Directions for this task: Every line below is to be set down again exactly; any image stays out.

Point localization data:
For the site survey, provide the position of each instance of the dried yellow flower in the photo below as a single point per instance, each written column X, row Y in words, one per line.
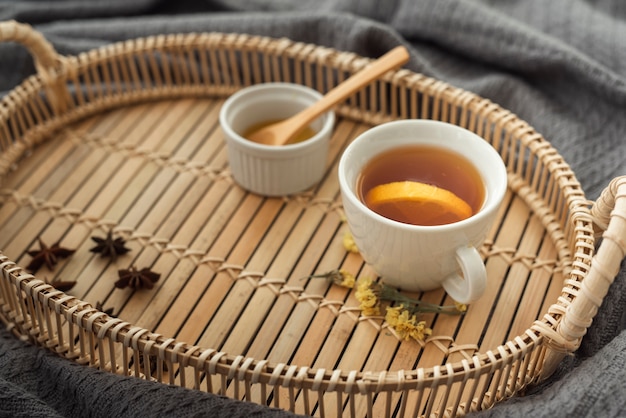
column 405, row 324
column 347, row 279
column 339, row 277
column 348, row 243
column 367, row 297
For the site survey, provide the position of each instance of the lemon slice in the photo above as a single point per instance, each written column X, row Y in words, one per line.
column 417, row 203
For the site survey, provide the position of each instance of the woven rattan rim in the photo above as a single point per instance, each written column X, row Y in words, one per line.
column 70, row 88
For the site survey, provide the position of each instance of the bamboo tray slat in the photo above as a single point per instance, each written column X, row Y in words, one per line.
column 126, row 139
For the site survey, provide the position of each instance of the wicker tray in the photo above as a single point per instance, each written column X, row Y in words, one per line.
column 125, row 139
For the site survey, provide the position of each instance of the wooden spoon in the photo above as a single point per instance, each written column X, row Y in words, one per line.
column 282, row 132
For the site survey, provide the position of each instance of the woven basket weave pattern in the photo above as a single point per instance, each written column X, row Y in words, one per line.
column 67, row 97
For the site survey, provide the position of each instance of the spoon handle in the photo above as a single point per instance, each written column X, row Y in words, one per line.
column 392, row 59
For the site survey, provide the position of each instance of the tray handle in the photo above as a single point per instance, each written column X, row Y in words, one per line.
column 609, row 216
column 48, row 63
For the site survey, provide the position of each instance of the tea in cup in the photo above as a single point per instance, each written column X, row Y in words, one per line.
column 420, row 197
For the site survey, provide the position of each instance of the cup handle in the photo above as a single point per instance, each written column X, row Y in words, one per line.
column 471, row 286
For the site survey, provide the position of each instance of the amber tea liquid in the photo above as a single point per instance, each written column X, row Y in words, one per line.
column 426, row 164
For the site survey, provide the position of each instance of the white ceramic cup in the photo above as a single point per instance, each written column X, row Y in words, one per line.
column 274, row 170
column 414, row 257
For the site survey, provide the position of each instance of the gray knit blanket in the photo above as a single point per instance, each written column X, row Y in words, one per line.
column 560, row 65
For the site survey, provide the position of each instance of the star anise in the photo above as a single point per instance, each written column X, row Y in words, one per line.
column 47, row 255
column 144, row 278
column 61, row 285
column 109, row 246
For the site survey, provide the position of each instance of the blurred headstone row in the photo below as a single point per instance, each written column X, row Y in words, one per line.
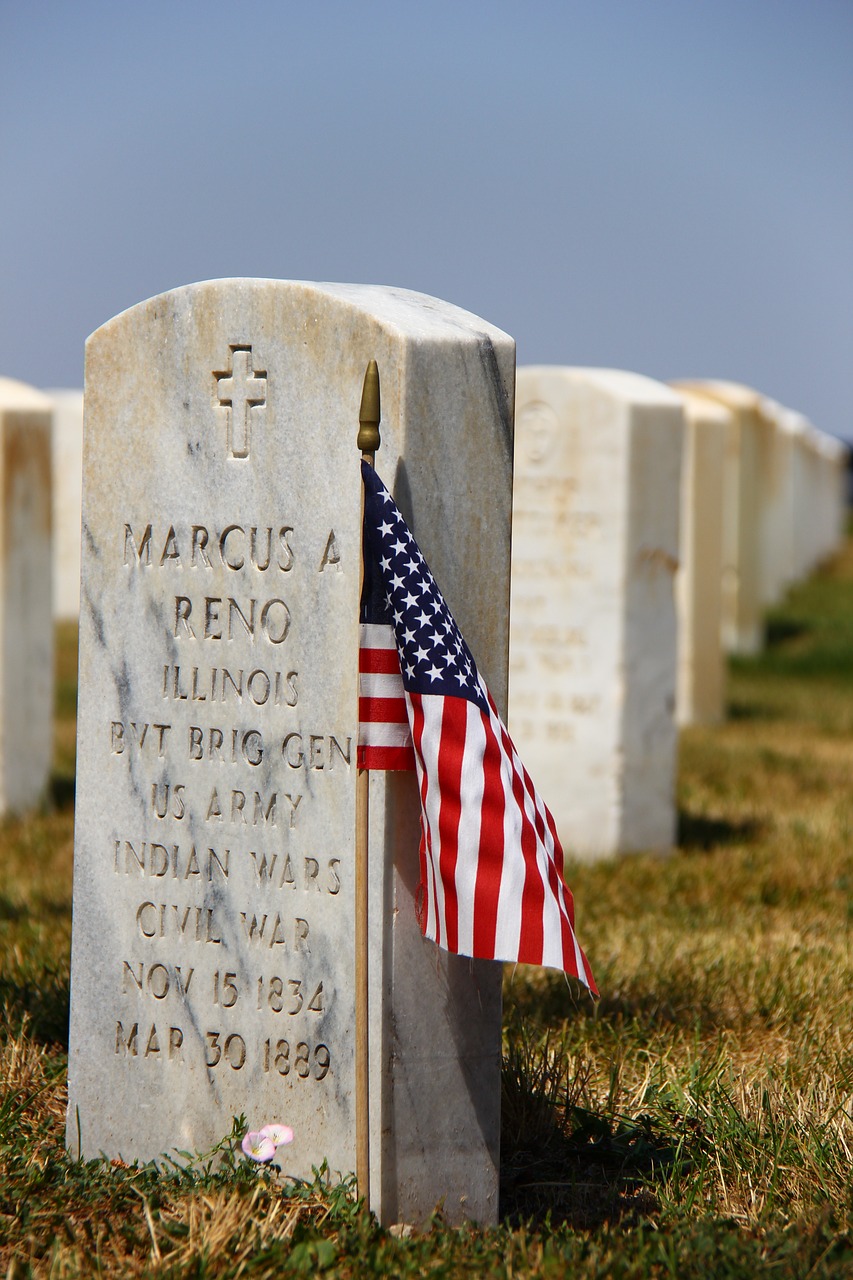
column 652, row 528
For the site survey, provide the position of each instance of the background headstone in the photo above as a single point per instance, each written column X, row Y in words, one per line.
column 747, row 512
column 26, row 624
column 698, row 583
column 68, row 488
column 213, row 944
column 593, row 632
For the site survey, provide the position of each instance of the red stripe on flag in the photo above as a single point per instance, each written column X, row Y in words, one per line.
column 383, row 711
column 450, row 769
column 489, row 858
column 386, row 758
column 427, row 871
column 532, row 937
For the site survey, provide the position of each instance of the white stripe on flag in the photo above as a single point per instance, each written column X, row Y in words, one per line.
column 375, row 685
column 377, row 635
column 430, row 743
column 382, row 734
column 469, row 827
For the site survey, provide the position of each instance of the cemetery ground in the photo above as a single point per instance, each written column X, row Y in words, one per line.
column 696, row 1123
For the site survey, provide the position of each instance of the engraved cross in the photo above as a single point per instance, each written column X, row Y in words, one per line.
column 241, row 388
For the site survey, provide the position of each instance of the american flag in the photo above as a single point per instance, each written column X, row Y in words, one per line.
column 491, row 863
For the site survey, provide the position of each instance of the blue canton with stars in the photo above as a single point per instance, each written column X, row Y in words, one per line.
column 401, row 590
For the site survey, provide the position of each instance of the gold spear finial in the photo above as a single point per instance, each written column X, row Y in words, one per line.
column 369, row 414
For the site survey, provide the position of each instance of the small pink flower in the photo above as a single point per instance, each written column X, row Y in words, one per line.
column 259, row 1146
column 279, row 1134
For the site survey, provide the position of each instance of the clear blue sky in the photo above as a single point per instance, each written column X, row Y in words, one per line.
column 664, row 186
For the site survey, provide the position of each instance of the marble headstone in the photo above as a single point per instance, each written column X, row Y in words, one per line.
column 213, row 940
column 748, row 517
column 68, row 484
column 593, row 630
column 26, row 624
column 698, row 583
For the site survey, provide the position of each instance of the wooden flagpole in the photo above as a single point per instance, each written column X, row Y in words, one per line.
column 368, row 442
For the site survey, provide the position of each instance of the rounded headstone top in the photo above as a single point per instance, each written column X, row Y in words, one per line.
column 734, row 396
column 617, row 383
column 702, row 408
column 414, row 315
column 14, row 394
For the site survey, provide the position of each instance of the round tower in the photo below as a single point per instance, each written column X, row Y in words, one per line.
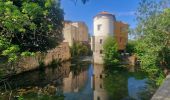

Task response:
For the site survey, provide the position of each instance of the dried yellow flower in the photo below as a single point per instance, each written column X, row Y in words, one per line.
column 405, row 324
column 347, row 279
column 339, row 277
column 348, row 243
column 367, row 297
For the site survey, provide the position of each instance of the lemon slice in the photo above as a single point per instance, each written column X, row Y in words, one per line.
column 417, row 203
For the site survey, provide the position of each instance of the woven rattan rim in the photo above as a single point per instance, each written column X, row Y in words, one per line.
column 70, row 88
For the site survey, provide the position of each instance of the bamboo tray slat in the photo above as a single point per instance, each written column X, row Y in words, one per line.
column 126, row 139
For the site survey, provide the position of each instance of the wicker tray in the photo above as a single point per instance, each written column X, row Y in words, one per line.
column 125, row 139
For the site survey, provide the position of each instance of the wooden spoon in the photo above as a single point per instance, each written column X, row Y in words, one per line.
column 282, row 132
For the site survey, provide the position of each instance of the woven basket weave pattern in the photo above as a single point per instance, each written column X, row Y in words, one per line.
column 67, row 97
For the site survey, provide the position of each instance of the spoon handle in the photo above as a single point per instance, each written column X, row Y in words, one per line.
column 392, row 59
For the site survey, provide the position of each instance of the tray handle in the photo above as a single point per instance, each written column X, row Y in words, one per line.
column 609, row 216
column 48, row 63
For the site survey, provide the position of each instance of the tea in cup in the photo above as a single point per instance, each written column X, row Y in words, one per line.
column 420, row 197
For the site survey, provide the position of each instance of the cup handle in the photo above as a single point per instance, each written column X, row Y in words, one per line.
column 471, row 286
For the site survey, provide the position of each instance of the amber tea liquid in the photo above as a single point per instance, each written column X, row Y in words, one per line.
column 426, row 164
For the site survey, provide the position of each instance of the white ceramic cup in the photo above as a single point per instance, each written column X, row Y in words, one per line.
column 274, row 170
column 414, row 257
For the site survey, provide the position of each instance of the gray knit blanket in the photo above as a single point per instance, each written column X, row Y in words, one per line.
column 560, row 65
For the site survey, provide the position of each instance of the star anise in the photo above as a single point per instance, each written column X, row Y in words, one per line.
column 47, row 255
column 144, row 278
column 61, row 285
column 109, row 246
For the site survey, provide the position of each instance of the blurred headstone row in the photo below as a single point per instance, each written column X, row Y in words, one per line.
column 652, row 528
For the site survey, provide the position of each instance of the background headstone in the photo above as a single point per instance, each written column X, row Y in words, one per line.
column 747, row 512
column 26, row 624
column 698, row 583
column 68, row 488
column 213, row 944
column 593, row 632
For the site survey, provide the position of each instance of the red stripe on flag in the photo above as a single point per instance, each written column X, row Y in words, one per line.
column 383, row 711
column 450, row 769
column 489, row 858
column 386, row 758
column 427, row 871
column 532, row 937
For the site survey, provide the position of each instance of the white stripe on flag in the photo above as a single point per instance, each written column X, row Y in words, one per line.
column 375, row 685
column 377, row 635
column 430, row 743
column 382, row 734
column 469, row 827
For the site survey, provide the position of each instance of the cemetery ground in the photo above as a single point per instance, each written column X, row Y in words, one per line.
column 696, row 1123
For the site survey, provide the position of each instance of the engraved cross in the photo above as a single point per instance, each written column X, row Y in words, one per line.
column 241, row 388
For the site survey, provide the position of each instance of the american flag in the photo above as a single point per instance, each written column X, row Y in words, one per line.
column 491, row 863
For the site survey, provide the position of each instance of the blue canton with stars in the photo above as a single point per instance, each written column X, row Y in words, one per line.
column 401, row 590
For the site survey, provide the position of each instance of the gold spear finial in the photo above as a single point per instance, each written column X, row Y in words, one per line.
column 369, row 414
For the site survey, provide the position of each instance of the small pink flower in the photo above as a single point per instance, each written column X, row Y in words, one per line.
column 259, row 1146
column 279, row 1134
For the site survey, provide the position of each instance of the clear blue sky in the photo above as a single point per instance, each written column X, row Y in words, one per line.
column 664, row 186
For the site survey, provide the position of each instance of the marble headstone in the photo above as a single point per instance, each written column X, row Y in words, one per line.
column 213, row 940
column 748, row 517
column 68, row 484
column 593, row 630
column 26, row 624
column 698, row 583
For the site survey, provide the position of each instance of the wooden flagpole in the photo above as a single point per instance, each written column X, row Y in words, one per line.
column 368, row 442
For the site survey, provide the position of each instance of the rounded headstone top in the photo above as a single point per instance, each written column X, row Y in words, one per line.
column 734, row 396
column 617, row 383
column 702, row 408
column 414, row 315
column 14, row 394
For the site survey, provide the position of each instance of the round tower in the photo below as a single point per instance, each written column X, row Y in words, one per line.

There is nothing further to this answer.